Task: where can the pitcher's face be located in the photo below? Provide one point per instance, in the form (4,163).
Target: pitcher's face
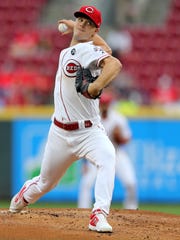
(84,30)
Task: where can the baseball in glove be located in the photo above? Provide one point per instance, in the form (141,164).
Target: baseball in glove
(83,79)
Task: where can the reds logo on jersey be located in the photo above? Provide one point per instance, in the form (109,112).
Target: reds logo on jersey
(70,68)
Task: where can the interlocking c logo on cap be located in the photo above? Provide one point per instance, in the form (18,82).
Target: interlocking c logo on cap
(89,9)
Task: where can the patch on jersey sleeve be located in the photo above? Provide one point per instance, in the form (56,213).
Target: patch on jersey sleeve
(98,49)
(73,51)
(70,68)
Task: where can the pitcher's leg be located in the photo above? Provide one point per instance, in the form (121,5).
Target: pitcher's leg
(56,160)
(86,185)
(104,184)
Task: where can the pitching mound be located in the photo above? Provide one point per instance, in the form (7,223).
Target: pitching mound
(72,224)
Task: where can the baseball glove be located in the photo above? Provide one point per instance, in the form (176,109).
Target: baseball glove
(83,79)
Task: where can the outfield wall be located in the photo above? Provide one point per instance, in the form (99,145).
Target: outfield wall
(154,150)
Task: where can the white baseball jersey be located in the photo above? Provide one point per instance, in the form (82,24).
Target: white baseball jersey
(64,146)
(70,105)
(124,168)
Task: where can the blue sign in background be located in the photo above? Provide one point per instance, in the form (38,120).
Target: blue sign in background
(154,151)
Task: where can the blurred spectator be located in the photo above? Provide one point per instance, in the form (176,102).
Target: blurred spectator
(24,44)
(164,93)
(120,41)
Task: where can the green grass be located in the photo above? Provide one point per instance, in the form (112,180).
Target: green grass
(157,207)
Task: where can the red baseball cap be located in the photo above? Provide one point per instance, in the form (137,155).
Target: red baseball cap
(91,12)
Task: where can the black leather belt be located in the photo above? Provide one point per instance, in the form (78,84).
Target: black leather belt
(71,126)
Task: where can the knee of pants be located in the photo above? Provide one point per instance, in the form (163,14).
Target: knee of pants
(108,160)
(46,186)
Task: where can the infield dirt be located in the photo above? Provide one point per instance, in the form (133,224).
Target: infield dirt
(72,224)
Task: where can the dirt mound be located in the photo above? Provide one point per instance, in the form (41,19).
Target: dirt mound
(73,224)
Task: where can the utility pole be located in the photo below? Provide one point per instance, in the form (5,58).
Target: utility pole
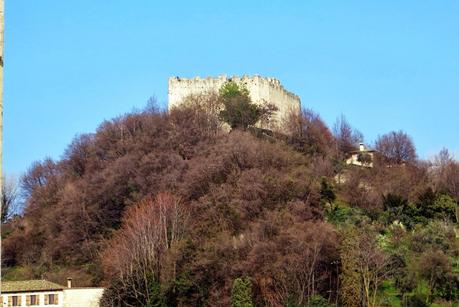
(2,31)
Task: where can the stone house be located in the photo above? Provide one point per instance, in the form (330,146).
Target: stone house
(46,293)
(362,157)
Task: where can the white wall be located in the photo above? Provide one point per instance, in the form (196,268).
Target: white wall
(82,297)
(261,90)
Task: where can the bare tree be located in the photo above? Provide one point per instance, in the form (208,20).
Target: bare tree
(396,147)
(364,267)
(136,254)
(346,137)
(10,197)
(445,173)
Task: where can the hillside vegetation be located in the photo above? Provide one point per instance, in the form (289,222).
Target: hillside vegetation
(171,209)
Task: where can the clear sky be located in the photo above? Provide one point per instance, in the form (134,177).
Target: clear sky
(386,65)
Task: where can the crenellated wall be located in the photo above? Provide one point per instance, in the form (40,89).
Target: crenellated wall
(261,90)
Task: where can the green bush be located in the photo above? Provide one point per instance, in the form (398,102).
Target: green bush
(241,296)
(318,301)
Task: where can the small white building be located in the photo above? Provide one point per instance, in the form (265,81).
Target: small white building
(46,293)
(362,157)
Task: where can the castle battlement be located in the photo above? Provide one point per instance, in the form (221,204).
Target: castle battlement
(261,90)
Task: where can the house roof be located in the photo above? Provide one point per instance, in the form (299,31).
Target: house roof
(29,286)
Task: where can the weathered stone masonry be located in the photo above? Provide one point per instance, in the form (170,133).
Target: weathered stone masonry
(261,90)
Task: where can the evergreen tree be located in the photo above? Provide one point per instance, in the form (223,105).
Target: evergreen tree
(241,295)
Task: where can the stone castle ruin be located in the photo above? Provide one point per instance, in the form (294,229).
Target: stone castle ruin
(261,89)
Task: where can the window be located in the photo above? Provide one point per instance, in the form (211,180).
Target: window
(32,300)
(15,300)
(51,299)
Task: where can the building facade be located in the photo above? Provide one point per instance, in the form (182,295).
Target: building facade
(46,293)
(261,89)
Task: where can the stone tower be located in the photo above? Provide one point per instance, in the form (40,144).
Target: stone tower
(261,90)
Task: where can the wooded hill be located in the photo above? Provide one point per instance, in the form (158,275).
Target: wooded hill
(171,209)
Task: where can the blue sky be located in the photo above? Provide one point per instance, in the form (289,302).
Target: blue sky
(386,65)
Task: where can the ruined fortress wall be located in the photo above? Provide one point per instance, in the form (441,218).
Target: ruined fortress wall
(261,90)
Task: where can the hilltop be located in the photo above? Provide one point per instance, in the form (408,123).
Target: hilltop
(169,208)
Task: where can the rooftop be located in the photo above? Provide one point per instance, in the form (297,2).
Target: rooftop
(29,286)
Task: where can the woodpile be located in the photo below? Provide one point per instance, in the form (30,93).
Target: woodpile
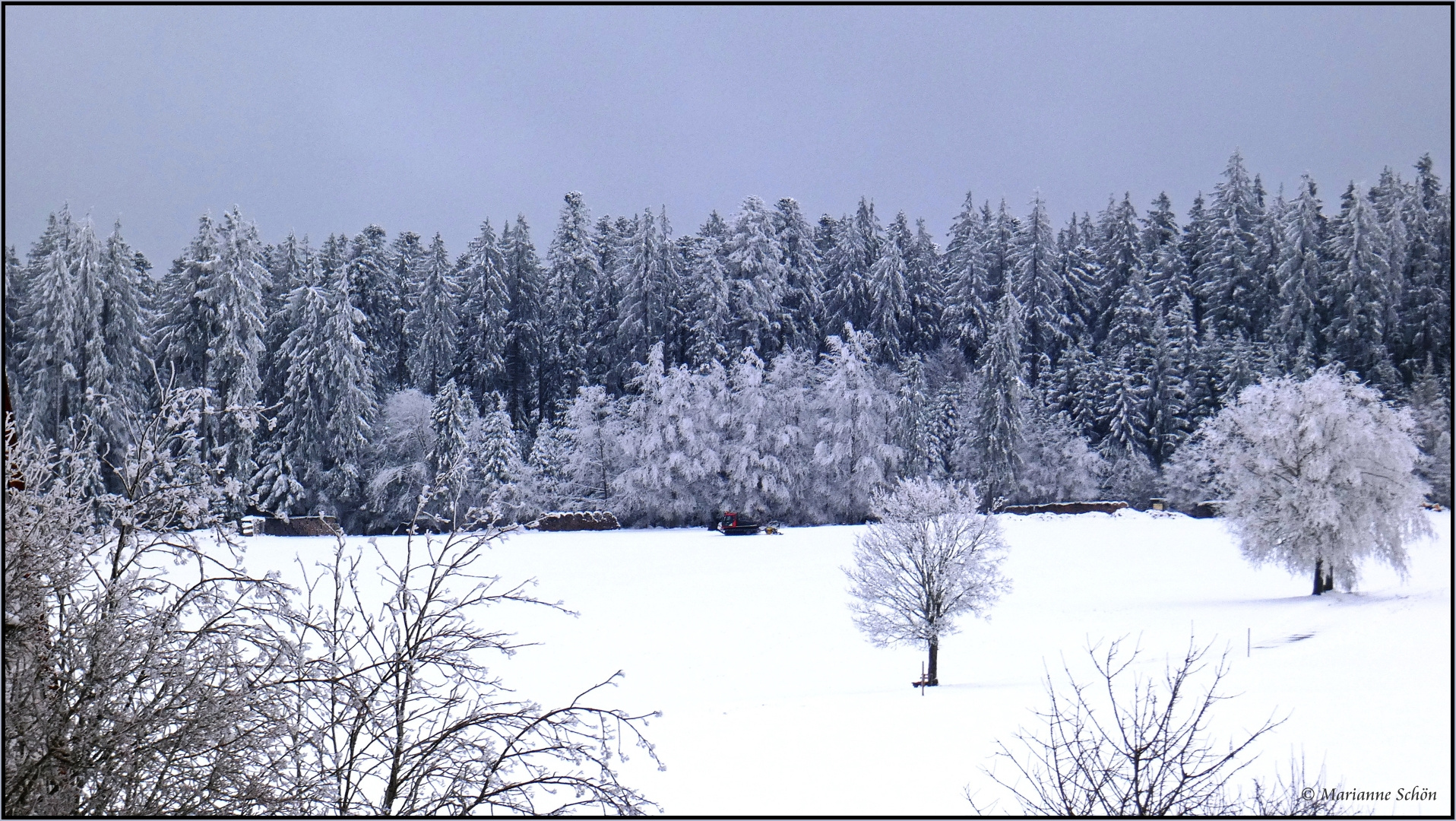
(1066,507)
(303,526)
(575,520)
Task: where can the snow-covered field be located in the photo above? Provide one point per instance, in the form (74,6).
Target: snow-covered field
(774,703)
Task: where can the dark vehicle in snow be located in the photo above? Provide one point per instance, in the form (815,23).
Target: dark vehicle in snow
(733,525)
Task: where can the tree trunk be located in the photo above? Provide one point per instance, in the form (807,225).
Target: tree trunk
(929,674)
(1324,577)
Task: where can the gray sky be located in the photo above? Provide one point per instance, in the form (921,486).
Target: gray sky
(432,119)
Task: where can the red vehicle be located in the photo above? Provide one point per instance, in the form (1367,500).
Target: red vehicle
(730,525)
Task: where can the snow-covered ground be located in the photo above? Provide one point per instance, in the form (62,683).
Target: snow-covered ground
(774,703)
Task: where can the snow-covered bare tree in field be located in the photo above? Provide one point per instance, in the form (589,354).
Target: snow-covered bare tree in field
(1317,475)
(929,561)
(1127,744)
(398,714)
(147,673)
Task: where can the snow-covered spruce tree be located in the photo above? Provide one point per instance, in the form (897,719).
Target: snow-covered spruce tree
(707,315)
(408,256)
(756,280)
(549,483)
(1120,254)
(890,293)
(232,297)
(998,428)
(1302,281)
(1039,289)
(433,326)
(315,458)
(1427,316)
(853,452)
(485,312)
(790,433)
(1362,290)
(647,278)
(451,458)
(46,344)
(967,318)
(289,264)
(926,297)
(929,561)
(524,284)
(1317,477)
(116,701)
(1432,412)
(572,273)
(856,249)
(1228,280)
(802,303)
(375,290)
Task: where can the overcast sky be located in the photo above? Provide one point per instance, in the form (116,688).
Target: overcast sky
(325,119)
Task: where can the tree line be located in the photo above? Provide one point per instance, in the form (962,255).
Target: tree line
(764,361)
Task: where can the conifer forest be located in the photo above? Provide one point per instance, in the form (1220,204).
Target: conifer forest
(766,361)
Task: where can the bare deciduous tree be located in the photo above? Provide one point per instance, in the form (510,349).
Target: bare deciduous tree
(1133,746)
(146,673)
(931,559)
(402,715)
(130,687)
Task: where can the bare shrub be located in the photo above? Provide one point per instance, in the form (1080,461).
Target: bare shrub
(1136,746)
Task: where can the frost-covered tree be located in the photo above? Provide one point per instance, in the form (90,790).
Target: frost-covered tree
(376,291)
(1040,290)
(315,459)
(1432,412)
(434,322)
(929,561)
(647,281)
(408,256)
(574,270)
(756,278)
(926,297)
(594,461)
(1057,461)
(523,341)
(1120,252)
(1427,316)
(672,445)
(855,453)
(707,308)
(999,418)
(232,305)
(485,312)
(497,455)
(964,283)
(1317,477)
(890,309)
(140,658)
(451,456)
(802,303)
(1300,277)
(402,447)
(856,249)
(1228,278)
(1362,290)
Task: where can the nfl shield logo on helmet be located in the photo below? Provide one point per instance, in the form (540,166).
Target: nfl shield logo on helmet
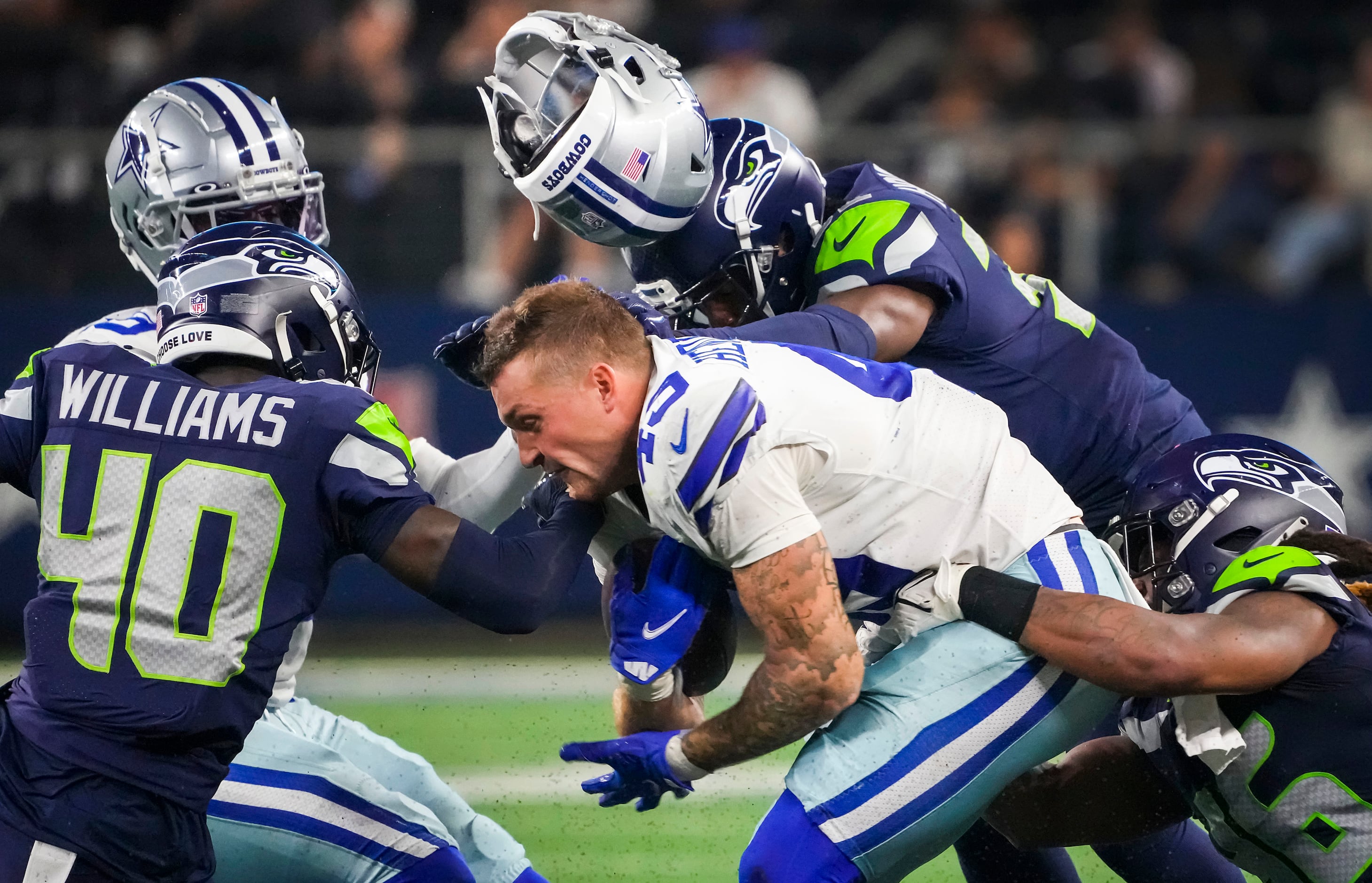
(637,165)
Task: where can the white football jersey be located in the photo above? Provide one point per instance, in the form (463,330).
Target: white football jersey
(747,448)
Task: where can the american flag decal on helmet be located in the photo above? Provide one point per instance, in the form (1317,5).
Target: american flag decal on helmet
(637,165)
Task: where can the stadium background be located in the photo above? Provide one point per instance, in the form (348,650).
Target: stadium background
(1197,173)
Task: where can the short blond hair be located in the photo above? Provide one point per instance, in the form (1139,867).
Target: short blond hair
(567,326)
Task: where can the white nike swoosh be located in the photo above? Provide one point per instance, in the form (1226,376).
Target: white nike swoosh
(652,633)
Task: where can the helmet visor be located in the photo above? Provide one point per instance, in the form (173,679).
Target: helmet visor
(550,90)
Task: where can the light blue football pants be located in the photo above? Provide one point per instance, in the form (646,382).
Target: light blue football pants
(319,798)
(944,723)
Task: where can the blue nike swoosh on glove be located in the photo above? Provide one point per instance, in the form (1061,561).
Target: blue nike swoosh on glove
(641,770)
(651,633)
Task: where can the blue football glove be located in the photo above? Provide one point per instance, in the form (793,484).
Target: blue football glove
(655,323)
(547,496)
(462,351)
(641,770)
(652,628)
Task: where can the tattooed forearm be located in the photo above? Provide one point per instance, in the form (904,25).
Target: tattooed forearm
(811,669)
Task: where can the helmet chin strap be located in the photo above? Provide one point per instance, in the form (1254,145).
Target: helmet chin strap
(743,229)
(1217,506)
(332,315)
(293,366)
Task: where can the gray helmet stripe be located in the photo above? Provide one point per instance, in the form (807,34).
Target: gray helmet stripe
(241,142)
(257,117)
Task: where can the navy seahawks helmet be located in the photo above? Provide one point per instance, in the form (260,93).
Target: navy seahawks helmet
(264,292)
(743,254)
(1208,502)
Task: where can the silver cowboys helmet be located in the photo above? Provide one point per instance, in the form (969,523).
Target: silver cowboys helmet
(201,153)
(597,128)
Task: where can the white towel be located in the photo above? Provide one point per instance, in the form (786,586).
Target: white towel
(1204,731)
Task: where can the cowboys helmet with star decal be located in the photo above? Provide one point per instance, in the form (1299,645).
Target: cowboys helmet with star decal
(264,292)
(743,254)
(597,128)
(199,153)
(1208,502)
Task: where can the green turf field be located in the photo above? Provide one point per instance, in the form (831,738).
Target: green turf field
(501,753)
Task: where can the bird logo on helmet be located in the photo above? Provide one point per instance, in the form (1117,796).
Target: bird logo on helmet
(1208,502)
(1264,469)
(251,290)
(743,256)
(748,171)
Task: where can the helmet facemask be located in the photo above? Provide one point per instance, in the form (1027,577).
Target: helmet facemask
(172,171)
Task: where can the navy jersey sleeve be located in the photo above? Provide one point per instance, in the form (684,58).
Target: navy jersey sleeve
(369,480)
(823,326)
(20,430)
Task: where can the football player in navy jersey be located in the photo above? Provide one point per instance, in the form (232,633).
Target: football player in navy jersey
(190,156)
(1254,717)
(874,267)
(190,512)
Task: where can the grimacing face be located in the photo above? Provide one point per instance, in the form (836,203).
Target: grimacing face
(581,427)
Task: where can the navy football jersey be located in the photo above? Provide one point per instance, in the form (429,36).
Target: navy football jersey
(184,532)
(1297,804)
(1076,393)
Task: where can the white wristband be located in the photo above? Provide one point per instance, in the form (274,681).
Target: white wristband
(682,768)
(652,691)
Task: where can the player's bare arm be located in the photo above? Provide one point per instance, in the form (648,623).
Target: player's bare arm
(896,315)
(505,584)
(1256,643)
(1104,791)
(811,669)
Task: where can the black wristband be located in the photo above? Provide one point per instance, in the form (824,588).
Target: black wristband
(996,602)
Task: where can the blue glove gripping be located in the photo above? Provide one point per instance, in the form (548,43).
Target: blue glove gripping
(652,628)
(655,323)
(641,770)
(462,351)
(542,502)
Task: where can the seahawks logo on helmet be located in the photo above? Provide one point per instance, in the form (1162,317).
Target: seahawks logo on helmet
(239,260)
(1304,482)
(751,166)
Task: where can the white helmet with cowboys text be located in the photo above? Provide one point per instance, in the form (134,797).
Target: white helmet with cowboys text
(597,128)
(201,153)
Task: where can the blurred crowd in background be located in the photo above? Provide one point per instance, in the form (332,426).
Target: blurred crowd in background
(1145,151)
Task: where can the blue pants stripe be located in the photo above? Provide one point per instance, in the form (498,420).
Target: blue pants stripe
(1079,558)
(929,742)
(323,788)
(313,828)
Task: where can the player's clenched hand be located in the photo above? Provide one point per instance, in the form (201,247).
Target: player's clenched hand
(655,323)
(931,599)
(641,770)
(462,351)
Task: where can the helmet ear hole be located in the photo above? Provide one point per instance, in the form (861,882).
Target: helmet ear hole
(1238,540)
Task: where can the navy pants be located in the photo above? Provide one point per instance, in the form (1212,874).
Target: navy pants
(1179,855)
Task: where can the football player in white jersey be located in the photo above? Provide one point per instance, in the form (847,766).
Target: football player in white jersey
(832,488)
(188,157)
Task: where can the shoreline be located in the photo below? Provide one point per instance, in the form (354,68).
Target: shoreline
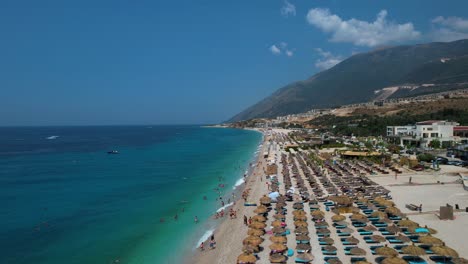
(228,232)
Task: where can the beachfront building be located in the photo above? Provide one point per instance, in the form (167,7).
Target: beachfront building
(422,133)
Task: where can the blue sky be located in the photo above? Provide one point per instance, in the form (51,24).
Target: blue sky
(166,62)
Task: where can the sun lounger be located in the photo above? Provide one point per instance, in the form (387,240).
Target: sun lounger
(412,207)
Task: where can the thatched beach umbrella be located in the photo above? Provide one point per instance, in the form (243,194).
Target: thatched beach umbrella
(445,251)
(261,209)
(300,223)
(279,217)
(277,258)
(370,228)
(330,248)
(386,251)
(407,223)
(352,240)
(257,225)
(246,259)
(337,218)
(430,240)
(255,232)
(300,217)
(302,237)
(403,238)
(249,249)
(327,240)
(378,238)
(299,212)
(379,214)
(357,251)
(278,239)
(253,240)
(265,200)
(259,218)
(277,223)
(358,217)
(394,260)
(304,247)
(279,247)
(278,230)
(307,257)
(413,250)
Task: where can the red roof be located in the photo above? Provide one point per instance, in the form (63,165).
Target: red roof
(428,122)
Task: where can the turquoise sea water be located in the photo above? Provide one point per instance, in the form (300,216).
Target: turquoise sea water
(65,200)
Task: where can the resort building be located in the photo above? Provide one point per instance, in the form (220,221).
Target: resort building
(422,133)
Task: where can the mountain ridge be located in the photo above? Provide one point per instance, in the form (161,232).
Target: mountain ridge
(356,79)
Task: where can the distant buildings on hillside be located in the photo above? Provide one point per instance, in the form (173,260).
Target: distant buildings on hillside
(422,133)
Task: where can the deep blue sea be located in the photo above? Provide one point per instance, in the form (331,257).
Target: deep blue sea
(65,200)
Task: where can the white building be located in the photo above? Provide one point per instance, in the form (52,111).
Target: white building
(422,133)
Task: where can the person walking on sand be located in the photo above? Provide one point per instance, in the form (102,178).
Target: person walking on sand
(202,246)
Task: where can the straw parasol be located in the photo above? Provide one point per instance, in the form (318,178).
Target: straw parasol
(278,247)
(255,232)
(265,200)
(257,225)
(299,212)
(277,223)
(413,250)
(379,214)
(386,251)
(261,209)
(246,258)
(305,247)
(357,251)
(445,251)
(278,230)
(279,216)
(370,228)
(305,257)
(253,240)
(378,238)
(327,240)
(407,223)
(330,248)
(249,249)
(300,217)
(403,238)
(302,237)
(392,229)
(300,223)
(277,258)
(278,239)
(393,260)
(352,240)
(358,217)
(259,218)
(430,240)
(337,218)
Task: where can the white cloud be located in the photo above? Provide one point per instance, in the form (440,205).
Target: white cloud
(361,33)
(278,49)
(275,50)
(288,9)
(327,59)
(449,28)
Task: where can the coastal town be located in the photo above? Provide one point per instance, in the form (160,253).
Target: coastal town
(316,197)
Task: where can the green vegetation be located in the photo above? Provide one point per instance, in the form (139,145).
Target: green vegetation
(368,125)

──────────────────────────────

All lines above from the one holding "Task: where can the tree line" to the one holding "Task: where can the conifer", inclusive, are to be copied exactly; no other line is wanted.

**Task result:**
Task: where can the tree line be located in the photo above? Provide one point per instance, in the form (962,255).
Target: tree line
(764,361)
Task: where can the conifer forest be located in the photo above? Provide one point per instance, in the form (1220,204).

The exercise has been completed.